Records from a point labeling set:

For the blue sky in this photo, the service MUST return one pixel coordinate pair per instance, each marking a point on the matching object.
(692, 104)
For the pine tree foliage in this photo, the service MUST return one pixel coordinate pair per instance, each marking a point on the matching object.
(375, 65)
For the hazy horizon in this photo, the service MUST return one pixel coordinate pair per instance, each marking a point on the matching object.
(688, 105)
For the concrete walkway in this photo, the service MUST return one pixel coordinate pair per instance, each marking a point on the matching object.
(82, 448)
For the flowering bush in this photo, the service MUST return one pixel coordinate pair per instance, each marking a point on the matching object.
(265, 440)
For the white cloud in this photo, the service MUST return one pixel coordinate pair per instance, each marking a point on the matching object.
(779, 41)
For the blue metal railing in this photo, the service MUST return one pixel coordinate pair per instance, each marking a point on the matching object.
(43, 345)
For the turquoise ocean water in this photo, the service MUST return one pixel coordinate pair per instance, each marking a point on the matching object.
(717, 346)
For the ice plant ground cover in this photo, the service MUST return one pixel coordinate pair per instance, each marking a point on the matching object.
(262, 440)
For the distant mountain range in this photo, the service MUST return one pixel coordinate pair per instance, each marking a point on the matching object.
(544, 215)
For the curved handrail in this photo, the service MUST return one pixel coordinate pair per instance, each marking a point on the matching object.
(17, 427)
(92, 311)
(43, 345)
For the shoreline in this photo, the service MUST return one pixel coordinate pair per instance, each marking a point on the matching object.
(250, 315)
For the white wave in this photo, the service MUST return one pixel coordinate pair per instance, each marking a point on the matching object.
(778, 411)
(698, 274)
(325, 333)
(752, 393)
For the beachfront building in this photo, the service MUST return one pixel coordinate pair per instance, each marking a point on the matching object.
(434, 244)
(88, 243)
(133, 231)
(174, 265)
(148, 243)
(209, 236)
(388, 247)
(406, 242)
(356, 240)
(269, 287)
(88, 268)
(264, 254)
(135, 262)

• [Objective]: Rewrite the data, beginning at the line that contains "For the distant" and continuing through the last line of the data, both ends included. Keep every line, and shift each pixel coordinate by adding 33 to both of its numbers.

• [Output of the task]:
For the distant mountain range in this photo, the service MUST return one pixel coordinate pair per instance, each marking a point on the matching object.
(577, 248)
For the curved handrail in this photo, the service MUST return one pixel coordinate pair per instance, each marking a point on the matching object.
(50, 460)
(125, 344)
(76, 378)
For the shoreline in this photo, the service MUST return one pixel coordinate pair per instance, each marking a point on the matching object.
(283, 348)
For the white wave in this photo, the service MUST return one pixel coordinate pair per instance, each marking a point on the matching object.
(811, 444)
(731, 307)
(358, 366)
(785, 426)
For the beachfront building in this photo, the service MUST return one pixel coordinate pair per instance, each marking a point on the matching object.
(467, 277)
(121, 276)
(166, 264)
(207, 298)
(181, 276)
(242, 269)
(421, 280)
(439, 275)
(389, 273)
(302, 320)
(121, 301)
(297, 287)
(168, 295)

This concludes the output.